But for those who do, the symptoms can be unpleasant – and include unusual coloured discharge.

The NHS explains: “Typical symptoms of gonorrhoea include a thick green or yellow discharge from the vagina or penis, pain when peeing and, in women, bleeding between periods.”

If you experience these symptoms or suspect you have been involved in sexual activity with someone who has gonorrhoea you are advised to get tested as soon as possible.

You can either order an at home testing kit for free or go to a clinic to do so.

If the test shows you have gonorrhoea there it is possible to get treated.

“Gonorrhoea is usually treated with a single antibiotic injection (usually in the buttocks or thigh),” the NHS says.

“With effective treatment, most of your symptoms should improve within a few days.

“It’s usually recommended you attend a follow-up appointment a week or two after treatment so another test can be carried out to see if you’re clear of infection.”

But it warns: “You should avoid having sex until you have been told you no longer have the infection.

“Previous successful treatment for gonorrhoea does not make you immune to catching it again.”

If left untreated gonorrhoea can have serious complications.

“In women, gonorrhoea can spread to the reproductive organs and cause pelvic inflammatory disease (PID),” the NHS adds.

“This is estimated to occur in 10 to 20 percent of cases of untreated gonorrhoea. PID can lead to long-term pelvic pain, ectopic pregnancy and infertility.”

During pregnancy, gonorrhoea can cause miscarriage, premature labour and birth, the baby being born with conjunctivitis and progressive and permanent vision damage for the baby.

The NHS says: “In men, gonorrhoea can cause a painful infection in the testicles and prostate gland, which may lead to reduced fertility in a small number of cases.

“In rare cases, when gonorrhoea has been left untreated, it can spread through the bloodstream and cause life-threatening infections in other parts of the body (sepsis).”

The NHS recommends the best ways to prevent catching gonorrhoea.

Using male condoms or female condoms every time you have vaginal sex, or male condoms during anal sex.

Using a condom to cover the penis or a latex or plastic square (dam) to cover the female genitals if you have oral sex.

Not sharing sex toys, or washing them and covering them with a new condom before anyone else uses them.

■ Data to examine ■

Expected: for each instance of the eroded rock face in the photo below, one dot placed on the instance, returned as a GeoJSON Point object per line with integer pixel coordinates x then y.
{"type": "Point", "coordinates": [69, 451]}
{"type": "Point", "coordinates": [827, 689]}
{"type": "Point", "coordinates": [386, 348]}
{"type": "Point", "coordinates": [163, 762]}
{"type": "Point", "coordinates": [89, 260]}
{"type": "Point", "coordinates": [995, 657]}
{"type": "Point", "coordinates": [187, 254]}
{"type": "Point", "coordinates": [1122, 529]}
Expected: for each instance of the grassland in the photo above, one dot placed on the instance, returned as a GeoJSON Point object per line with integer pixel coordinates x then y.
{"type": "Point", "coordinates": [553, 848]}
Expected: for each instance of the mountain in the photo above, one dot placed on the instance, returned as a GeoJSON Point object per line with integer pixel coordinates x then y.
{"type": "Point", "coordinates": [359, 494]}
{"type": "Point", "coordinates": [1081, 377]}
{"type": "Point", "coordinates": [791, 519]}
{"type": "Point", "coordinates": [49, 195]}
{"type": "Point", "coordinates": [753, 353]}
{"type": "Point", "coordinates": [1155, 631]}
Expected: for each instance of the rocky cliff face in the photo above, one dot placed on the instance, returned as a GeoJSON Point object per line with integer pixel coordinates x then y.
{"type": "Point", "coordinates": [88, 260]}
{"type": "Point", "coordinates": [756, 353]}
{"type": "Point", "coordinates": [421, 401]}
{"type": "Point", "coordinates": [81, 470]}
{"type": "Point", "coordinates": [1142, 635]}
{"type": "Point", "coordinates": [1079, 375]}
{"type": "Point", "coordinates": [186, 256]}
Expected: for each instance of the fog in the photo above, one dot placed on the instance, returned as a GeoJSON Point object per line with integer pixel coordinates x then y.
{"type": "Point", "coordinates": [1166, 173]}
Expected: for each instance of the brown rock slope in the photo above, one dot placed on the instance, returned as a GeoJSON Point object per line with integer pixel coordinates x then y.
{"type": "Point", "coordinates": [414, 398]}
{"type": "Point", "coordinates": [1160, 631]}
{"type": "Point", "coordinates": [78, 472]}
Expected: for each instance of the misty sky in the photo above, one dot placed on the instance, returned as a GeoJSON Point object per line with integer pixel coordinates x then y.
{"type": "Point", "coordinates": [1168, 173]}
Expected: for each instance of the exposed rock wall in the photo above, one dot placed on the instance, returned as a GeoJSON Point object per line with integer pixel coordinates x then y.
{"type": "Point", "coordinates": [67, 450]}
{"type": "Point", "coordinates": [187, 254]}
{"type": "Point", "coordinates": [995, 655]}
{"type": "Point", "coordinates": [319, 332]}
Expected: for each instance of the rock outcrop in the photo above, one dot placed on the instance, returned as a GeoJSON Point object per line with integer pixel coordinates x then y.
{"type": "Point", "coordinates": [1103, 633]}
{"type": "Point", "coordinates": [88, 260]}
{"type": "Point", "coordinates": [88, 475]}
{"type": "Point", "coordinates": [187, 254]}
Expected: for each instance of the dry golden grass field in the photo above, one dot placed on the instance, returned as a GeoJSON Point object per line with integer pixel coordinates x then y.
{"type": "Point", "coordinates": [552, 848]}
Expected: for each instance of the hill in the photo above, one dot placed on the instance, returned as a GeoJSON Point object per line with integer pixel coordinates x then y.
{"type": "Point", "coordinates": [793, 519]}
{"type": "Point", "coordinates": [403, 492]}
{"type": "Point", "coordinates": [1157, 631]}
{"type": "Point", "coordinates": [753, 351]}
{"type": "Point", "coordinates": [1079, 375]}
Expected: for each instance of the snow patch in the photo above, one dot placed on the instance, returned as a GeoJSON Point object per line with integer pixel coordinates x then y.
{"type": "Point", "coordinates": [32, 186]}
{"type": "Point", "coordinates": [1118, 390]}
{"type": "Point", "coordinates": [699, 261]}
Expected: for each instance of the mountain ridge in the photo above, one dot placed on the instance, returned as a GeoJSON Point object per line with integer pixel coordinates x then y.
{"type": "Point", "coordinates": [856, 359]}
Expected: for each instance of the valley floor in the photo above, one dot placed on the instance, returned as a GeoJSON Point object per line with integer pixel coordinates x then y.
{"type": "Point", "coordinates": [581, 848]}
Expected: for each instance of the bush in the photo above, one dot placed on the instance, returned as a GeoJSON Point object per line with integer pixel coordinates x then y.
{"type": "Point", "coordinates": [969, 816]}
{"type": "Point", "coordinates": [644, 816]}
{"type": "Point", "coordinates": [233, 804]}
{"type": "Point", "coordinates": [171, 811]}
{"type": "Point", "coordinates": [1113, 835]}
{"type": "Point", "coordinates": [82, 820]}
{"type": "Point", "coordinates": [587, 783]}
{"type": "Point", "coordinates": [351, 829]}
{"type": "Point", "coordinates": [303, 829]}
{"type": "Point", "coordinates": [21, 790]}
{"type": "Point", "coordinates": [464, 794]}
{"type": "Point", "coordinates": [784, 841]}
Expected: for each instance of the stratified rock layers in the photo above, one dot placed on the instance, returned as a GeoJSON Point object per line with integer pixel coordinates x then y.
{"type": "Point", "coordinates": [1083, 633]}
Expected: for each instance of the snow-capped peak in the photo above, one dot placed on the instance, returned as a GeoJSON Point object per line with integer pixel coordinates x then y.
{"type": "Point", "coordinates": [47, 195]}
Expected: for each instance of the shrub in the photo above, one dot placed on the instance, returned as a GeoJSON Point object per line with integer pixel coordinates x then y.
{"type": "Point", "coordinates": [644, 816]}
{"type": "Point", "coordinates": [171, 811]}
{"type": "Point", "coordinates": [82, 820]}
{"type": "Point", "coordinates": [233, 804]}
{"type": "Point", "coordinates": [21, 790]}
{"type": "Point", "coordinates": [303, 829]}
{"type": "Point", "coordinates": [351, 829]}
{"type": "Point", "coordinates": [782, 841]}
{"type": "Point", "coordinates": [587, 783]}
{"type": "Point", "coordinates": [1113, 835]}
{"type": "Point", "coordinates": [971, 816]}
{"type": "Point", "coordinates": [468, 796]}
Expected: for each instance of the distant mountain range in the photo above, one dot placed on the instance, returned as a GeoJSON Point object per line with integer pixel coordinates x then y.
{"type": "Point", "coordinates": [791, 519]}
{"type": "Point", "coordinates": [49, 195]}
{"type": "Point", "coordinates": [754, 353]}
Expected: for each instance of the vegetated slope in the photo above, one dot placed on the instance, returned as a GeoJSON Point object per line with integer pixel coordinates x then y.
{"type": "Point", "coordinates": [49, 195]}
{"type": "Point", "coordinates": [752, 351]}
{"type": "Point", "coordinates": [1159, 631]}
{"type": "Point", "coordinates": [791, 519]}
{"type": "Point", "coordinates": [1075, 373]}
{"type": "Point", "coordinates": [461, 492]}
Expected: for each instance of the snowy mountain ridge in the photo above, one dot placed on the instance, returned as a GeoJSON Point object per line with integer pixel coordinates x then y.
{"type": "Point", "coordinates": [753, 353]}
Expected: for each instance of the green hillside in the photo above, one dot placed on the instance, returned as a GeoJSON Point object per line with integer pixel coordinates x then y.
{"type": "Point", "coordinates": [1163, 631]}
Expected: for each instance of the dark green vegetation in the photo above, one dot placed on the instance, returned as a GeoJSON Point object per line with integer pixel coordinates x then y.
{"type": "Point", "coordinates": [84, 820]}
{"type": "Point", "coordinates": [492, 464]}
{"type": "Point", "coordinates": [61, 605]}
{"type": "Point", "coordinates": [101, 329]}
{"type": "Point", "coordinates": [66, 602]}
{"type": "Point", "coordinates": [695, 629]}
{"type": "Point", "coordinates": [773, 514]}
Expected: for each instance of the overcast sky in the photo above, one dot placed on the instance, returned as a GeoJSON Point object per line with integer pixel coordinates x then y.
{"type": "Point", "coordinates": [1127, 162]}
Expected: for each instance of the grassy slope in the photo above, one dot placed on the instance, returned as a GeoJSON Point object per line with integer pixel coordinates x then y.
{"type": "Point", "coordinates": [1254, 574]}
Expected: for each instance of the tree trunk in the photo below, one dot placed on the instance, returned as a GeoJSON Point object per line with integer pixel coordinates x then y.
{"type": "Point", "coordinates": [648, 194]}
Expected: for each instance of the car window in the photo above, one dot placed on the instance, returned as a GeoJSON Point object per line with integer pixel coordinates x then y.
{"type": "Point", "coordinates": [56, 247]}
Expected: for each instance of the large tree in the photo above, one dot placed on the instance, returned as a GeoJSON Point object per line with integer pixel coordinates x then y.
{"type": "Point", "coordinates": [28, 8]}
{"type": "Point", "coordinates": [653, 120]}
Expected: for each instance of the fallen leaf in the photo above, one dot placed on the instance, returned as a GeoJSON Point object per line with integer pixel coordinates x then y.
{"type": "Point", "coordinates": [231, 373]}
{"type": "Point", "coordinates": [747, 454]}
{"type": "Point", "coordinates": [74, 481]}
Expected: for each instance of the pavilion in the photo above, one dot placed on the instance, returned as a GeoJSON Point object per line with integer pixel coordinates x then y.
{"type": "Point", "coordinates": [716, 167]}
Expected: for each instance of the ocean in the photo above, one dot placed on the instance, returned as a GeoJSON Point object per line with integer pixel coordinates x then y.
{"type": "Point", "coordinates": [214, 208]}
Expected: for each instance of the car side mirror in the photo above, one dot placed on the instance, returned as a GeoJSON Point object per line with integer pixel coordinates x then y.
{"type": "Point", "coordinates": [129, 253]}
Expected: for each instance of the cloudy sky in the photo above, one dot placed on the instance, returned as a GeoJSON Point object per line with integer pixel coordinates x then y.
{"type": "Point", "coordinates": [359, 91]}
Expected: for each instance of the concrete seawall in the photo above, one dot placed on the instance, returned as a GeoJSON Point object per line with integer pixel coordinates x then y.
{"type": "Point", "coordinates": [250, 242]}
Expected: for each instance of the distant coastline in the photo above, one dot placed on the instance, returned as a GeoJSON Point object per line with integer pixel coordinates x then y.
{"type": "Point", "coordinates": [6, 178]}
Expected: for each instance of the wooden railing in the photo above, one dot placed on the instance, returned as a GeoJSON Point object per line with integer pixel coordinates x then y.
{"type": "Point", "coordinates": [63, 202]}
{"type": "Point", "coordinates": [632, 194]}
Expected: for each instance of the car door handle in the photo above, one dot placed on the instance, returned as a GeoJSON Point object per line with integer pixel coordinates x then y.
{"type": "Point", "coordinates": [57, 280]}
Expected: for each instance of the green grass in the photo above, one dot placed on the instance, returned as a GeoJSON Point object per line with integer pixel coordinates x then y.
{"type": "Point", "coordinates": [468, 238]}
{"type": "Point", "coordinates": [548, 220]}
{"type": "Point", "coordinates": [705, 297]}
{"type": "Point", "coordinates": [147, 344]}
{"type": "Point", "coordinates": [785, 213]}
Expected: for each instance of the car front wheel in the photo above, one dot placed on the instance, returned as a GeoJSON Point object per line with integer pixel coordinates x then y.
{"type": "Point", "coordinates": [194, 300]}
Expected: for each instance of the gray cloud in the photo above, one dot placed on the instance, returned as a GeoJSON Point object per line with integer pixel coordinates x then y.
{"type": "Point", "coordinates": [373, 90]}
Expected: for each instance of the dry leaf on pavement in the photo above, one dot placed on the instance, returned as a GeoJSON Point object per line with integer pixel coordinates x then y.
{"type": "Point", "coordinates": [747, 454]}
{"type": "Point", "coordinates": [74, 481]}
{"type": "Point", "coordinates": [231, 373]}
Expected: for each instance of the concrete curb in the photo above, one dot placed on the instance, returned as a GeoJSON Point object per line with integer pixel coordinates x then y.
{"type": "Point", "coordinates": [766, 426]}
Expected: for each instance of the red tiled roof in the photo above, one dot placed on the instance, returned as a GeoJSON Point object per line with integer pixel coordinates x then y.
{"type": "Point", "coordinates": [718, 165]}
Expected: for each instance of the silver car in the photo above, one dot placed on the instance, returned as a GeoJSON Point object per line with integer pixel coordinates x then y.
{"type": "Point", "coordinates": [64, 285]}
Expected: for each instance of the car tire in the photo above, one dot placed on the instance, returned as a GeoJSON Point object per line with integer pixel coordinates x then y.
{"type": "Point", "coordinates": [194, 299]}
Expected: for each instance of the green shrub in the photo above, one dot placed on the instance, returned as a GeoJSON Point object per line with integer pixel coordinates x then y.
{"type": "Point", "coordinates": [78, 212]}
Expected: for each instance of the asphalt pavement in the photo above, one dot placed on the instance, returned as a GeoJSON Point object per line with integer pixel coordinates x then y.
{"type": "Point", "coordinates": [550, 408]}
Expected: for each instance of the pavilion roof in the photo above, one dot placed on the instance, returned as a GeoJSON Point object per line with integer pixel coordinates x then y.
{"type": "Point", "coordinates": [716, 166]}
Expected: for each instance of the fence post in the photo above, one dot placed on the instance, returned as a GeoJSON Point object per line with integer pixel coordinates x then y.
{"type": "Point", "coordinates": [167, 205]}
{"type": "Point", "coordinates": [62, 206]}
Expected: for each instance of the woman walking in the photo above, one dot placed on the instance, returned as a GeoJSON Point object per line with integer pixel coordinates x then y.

■ What to do ■
1. In the text on gonorrhoea above, how is the infection usually treated?
2. Using the text on gonorrhoea, explain why a follow-up appointment is usually recommended a week or two after treatment.
3. Translate this sentence from the text on gonorrhoea into Spanish: "Previous successful treatment for gonorrhoea does not make you immune to catching it again."

■ Completed exercise ■
1. With a single antibiotic injection, usually in the buttocks or thigh.

2. The follow-up appointment lets another test be carried out to check whether the person is clear of infection.

3. Un tratamiento previo exitoso contra la gonorrea no te hace inmune a contraerla de nuevo.